### Task prompt:
According to the passage on the history of PT/EQA below, by how much did the number of laboratories shrink in some areas?

### Extract:
%%

That is not said as fault.  What we know now was spawned from studies that followed these early days.  Had the group in Philadelphia not started, we would not know what we know today.  

Since those days, the breadth and depth and science and technology of PT/EQA has grown by leaps and bounds.  As laboratory recognition, mainly by accreditation, became the norm, the number of laboratories requiring PT/EQA samples grew dramatically, as did the number of programs.  From my perspective this was generally not a competitive program versus program exercise.  In Canada all the programs worked pretty much together, sharing technology and ideas.  

For about 20 years we saw more surveys with more sophisticated challenge materials.  As one of my colleagues has said, you may not ever get rich from EQA, but you will always be interested in what you are doing.

Change started in the mid-1990s as laboratory closure and consolidation started to appear.  At first as a trickle, and then as a flood, the number of laboratories shrunk dramatically, in some areas by as much as 75 percent.

To give a positive spin, the last 15 years or so created a huge opportunity for creative and innovative thought.  How do you continue to meet the needs of the consolidated larger laboratories, knowing that the point of consolidation was to reduce budgets, and continue to keep the programs viable.

%%

### Material shown:
%%

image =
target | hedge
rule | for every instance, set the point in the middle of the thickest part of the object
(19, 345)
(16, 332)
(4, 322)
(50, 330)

%%

### Answer for this exercise:
By as much as 75 percent.